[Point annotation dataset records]
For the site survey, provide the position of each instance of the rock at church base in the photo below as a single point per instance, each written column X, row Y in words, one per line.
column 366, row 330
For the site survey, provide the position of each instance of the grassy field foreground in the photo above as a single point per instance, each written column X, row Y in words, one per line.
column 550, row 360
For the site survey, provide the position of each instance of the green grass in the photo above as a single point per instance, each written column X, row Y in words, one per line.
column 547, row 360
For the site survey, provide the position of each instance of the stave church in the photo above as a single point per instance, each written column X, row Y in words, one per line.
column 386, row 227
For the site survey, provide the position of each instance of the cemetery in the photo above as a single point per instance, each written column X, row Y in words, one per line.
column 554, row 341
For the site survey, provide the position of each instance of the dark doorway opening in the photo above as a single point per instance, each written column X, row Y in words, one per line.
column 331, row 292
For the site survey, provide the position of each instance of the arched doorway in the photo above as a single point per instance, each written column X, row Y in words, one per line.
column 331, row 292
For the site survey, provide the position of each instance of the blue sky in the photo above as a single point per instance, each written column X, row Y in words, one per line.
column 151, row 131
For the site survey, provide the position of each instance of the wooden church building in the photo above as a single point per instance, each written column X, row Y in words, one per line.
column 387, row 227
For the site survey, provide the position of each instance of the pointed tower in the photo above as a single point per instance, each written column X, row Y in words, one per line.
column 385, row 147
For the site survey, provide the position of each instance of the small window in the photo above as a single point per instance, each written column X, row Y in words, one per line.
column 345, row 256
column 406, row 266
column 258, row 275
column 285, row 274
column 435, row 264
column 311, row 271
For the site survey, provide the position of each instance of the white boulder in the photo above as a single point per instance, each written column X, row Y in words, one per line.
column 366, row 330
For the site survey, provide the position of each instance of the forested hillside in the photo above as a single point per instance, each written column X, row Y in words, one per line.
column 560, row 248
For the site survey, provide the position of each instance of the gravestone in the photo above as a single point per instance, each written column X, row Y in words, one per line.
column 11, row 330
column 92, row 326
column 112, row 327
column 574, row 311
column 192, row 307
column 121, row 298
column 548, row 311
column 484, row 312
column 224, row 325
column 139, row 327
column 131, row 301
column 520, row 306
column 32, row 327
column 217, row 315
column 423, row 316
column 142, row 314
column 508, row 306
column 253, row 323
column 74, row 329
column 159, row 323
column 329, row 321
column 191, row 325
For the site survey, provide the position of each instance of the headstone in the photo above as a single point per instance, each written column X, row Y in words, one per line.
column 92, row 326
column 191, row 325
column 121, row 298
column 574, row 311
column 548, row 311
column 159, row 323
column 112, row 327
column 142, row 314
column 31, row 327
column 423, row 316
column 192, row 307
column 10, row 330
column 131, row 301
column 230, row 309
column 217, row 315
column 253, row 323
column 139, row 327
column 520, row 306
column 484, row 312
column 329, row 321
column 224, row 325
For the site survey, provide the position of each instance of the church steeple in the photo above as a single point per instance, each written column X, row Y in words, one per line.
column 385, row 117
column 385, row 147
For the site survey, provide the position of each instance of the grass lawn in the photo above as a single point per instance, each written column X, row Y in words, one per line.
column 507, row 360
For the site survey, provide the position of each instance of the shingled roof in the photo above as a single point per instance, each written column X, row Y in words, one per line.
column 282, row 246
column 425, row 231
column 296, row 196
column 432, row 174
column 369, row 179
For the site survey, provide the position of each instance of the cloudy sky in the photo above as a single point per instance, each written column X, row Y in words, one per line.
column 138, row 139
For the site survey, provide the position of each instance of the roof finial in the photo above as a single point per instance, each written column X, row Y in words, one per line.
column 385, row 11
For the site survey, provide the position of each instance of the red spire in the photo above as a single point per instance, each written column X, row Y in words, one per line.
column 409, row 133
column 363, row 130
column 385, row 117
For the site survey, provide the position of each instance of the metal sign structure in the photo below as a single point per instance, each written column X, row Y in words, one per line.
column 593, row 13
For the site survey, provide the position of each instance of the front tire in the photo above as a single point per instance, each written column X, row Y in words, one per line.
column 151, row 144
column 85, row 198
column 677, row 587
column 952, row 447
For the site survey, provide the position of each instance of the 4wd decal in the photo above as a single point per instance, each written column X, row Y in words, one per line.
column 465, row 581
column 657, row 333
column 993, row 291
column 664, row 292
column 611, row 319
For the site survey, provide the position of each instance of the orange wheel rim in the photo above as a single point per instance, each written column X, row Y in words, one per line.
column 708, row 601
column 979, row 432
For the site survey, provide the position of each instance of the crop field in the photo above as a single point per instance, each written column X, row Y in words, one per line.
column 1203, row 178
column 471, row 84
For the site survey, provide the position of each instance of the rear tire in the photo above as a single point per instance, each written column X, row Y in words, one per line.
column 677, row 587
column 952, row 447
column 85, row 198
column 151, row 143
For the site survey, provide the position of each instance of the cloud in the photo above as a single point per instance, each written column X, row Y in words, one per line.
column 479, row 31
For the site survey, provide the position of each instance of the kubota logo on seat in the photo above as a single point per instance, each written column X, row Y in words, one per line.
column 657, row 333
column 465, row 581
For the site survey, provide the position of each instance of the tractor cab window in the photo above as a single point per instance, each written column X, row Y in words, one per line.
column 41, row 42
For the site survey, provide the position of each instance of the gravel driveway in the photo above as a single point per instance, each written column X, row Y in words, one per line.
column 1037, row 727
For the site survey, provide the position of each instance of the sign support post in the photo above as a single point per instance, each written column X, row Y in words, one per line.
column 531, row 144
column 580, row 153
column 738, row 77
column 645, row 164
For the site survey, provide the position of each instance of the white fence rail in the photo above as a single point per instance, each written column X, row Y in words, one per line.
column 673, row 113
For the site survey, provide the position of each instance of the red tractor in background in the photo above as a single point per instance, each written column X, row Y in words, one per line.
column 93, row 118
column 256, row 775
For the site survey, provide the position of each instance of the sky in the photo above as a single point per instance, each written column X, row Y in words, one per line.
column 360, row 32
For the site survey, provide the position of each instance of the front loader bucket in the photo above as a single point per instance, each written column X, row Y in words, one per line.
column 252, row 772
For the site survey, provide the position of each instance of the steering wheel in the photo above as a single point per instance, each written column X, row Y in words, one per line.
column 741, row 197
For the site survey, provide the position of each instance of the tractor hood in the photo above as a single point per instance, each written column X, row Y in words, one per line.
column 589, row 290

◆ Exercise brief ◆
Print out every record again, exactly and in full.

◆ Task result ◆
For the site survey, provide the position of each instance of the rock at church base in the photo below as a single point per instance, each written column X, row Y in words, one per line.
column 366, row 330
For the site survey, provide the position of each instance of the grassy field foreground in the photo above as a single point per instance, each written column X, row Y in words, one per line.
column 550, row 360
For the site survey, provide the position of each instance of the green grass in the photo above as a single point per instance, each written column X, row Y in words, one per line.
column 547, row 360
For the site survey, provide the position of each instance of the stave church in the photo above as a single point per instance, each written column X, row Y in words, one per line.
column 386, row 227
For the site survey, provide the position of each instance of the cemetery in the photo above as a single point per instance, each written column X, row Y in words, one per line.
column 554, row 341
For the site survey, provide the position of each instance of the dark doorway opening in the photo above as a single point per instance, each written column X, row Y in words, one per line.
column 331, row 292
For the site survey, provide the position of each instance of the arched doorway in the photo above as a single point per instance, each written column X, row Y in words, one per line.
column 331, row 292
For the site survey, provide the position of each instance of the blue sky in the photo above as a single point per instance, each written column X, row Y in words, one per line.
column 151, row 131
For the site survey, provide the position of each instance of the wooden church building in the photo above as a single point per instance, each written column X, row Y in words, one per line.
column 387, row 227
For the site survey, provide the position of each instance of the pointed tower in the photo above as a single point per instance, each written column X, row Y in words, one per line.
column 385, row 147
For the site survey, provide the position of each instance of the small window in the photo above as a single point per instance, each written column X, row Y in words, one per line.
column 345, row 256
column 406, row 266
column 258, row 275
column 285, row 274
column 435, row 264
column 311, row 271
For the site survey, provide the position of each instance of the white boulder in the photo above as a single point per instance, each written column X, row Y in words, one per line.
column 366, row 330
For the site survey, provide the position of each instance of the forested hillside in the photo above as a single point per instance, each written column X, row Y in words, one per line.
column 560, row 248
For the site survey, provide the position of each instance of the gravestone in the photo above as a single point per instance, each written column X, row Y in words, one per line.
column 11, row 330
column 92, row 326
column 112, row 327
column 574, row 311
column 192, row 307
column 121, row 298
column 548, row 311
column 484, row 312
column 224, row 325
column 139, row 327
column 131, row 301
column 520, row 306
column 32, row 327
column 217, row 315
column 423, row 316
column 142, row 314
column 508, row 306
column 253, row 323
column 74, row 329
column 159, row 323
column 329, row 321
column 191, row 325
For the site survey, provide the position of each instance of the headstone in the photo above as a single point per instance, each written column X, row Y in words, one per line.
column 92, row 326
column 191, row 325
column 121, row 298
column 574, row 311
column 548, row 311
column 159, row 323
column 112, row 327
column 142, row 314
column 31, row 327
column 423, row 316
column 192, row 307
column 10, row 330
column 131, row 301
column 230, row 309
column 217, row 315
column 253, row 323
column 139, row 327
column 520, row 306
column 484, row 312
column 329, row 321
column 224, row 325
For the site survey, provide the position of each instance of the church steeple in the photo above as a single point per instance, each written column X, row Y in words, one per line.
column 385, row 117
column 385, row 147
For the site survey, provide the position of each instance of the grass lawn in the photo above as a single point per instance, each written column X, row Y in words, one per line.
column 507, row 360
For the site survey, provide the position of each instance of the shingled roof in the photo above as a single point per instance, each written column X, row Y in words, one per line.
column 282, row 246
column 425, row 231
column 296, row 196
column 432, row 174
column 369, row 179
For the site survey, provide the position of each instance of the cloudy sky in the photo above as a single point per instance, each written column X, row Y in words, one per line.
column 138, row 139
For the site survey, provide the position of each instance of the roof finial in the photo above as a single point per instance, each written column X, row Y in words, one per line.
column 385, row 11
For the site survey, provide the position of each instance of the red spire in the photo above as a single point per instance, each written column X, row Y in words, one per line.
column 409, row 133
column 363, row 130
column 385, row 117
For the site survey, provide the position of each instance of the metal sign structure in the photo below as a single point per instance, each written column X, row Y in words, one per line.
column 593, row 13
For the site survey, provide the position of each instance of the front tire in the photo above as a single point per instance, each written column X, row Y in words, one per line.
column 151, row 144
column 85, row 198
column 677, row 587
column 952, row 447
For the site survey, provide the position of each instance of the 4wd decal in the photo above as a single point per instance, each written column X, row Y in words, one per line.
column 465, row 581
column 657, row 333
column 993, row 291
column 664, row 292
column 611, row 319
For the site survey, provide the position of each instance of the orange wheel rim in the photo above as a single point per instance, each written column X, row Y in words, one per line.
column 708, row 601
column 979, row 432
For the site survey, provide the position of each instance of the crop field in the photo above as a single point per instance, each written column X, row Y in words, one per line.
column 1203, row 178
column 471, row 84
For the site survey, provide the position of each instance of the rear tire in the photo above as a single point per instance, each written column X, row Y in words, one per line.
column 677, row 587
column 952, row 447
column 85, row 198
column 151, row 143
For the site survey, provide the position of each instance of the cloud in the photo above as a single point per instance, each written column X, row Y in words, one per line.
column 479, row 31
For the site survey, provide the position of each instance of the kubota logo on seat in the photo above as a single point per instance, each written column X, row Y in words, one per line.
column 657, row 333
column 465, row 581
For the site survey, provide the position of each instance of the tractor cab window in the photo above as a single point per instance, each written column X, row Y in words, one per line.
column 41, row 42
For the site survey, provide the position of each instance of the gravel driveway in the photo above as a single point per instance, each written column X, row Y in words, one per line.
column 1037, row 727
For the site survey, provide the position of each instance of the sign support post in the photo above as a single point per instance, each written column X, row Y in words, one per line.
column 531, row 144
column 580, row 153
column 738, row 77
column 645, row 164
For the site survey, provide the position of each instance of the white fence rail in the photo above as a single point per instance, each written column X, row Y in words, one per line.
column 673, row 113
For the site survey, provide the position of each instance of the red tractor in background in the photo above as a single point per instance, each written column X, row Y in words, one per line.
column 93, row 118
column 256, row 775
For the site survey, provide the position of each instance of the sky in the photo above as a single point per instance, each written column X, row Y in words, one per line.
column 360, row 32
For the site survey, provide the position of each instance of the front loader bucket in the photo above as a single point per instance, each written column X, row Y in words, one per line.
column 252, row 772
For the site survey, provide the position of each instance of the steering wheel in the photo above as a single point per instance, each written column X, row Y in words, one per line.
column 741, row 197
For the site survey, provide the position of each instance of the tractor hood in the photo above as a single point per instance, each written column X, row Y in words, one per line.
column 589, row 290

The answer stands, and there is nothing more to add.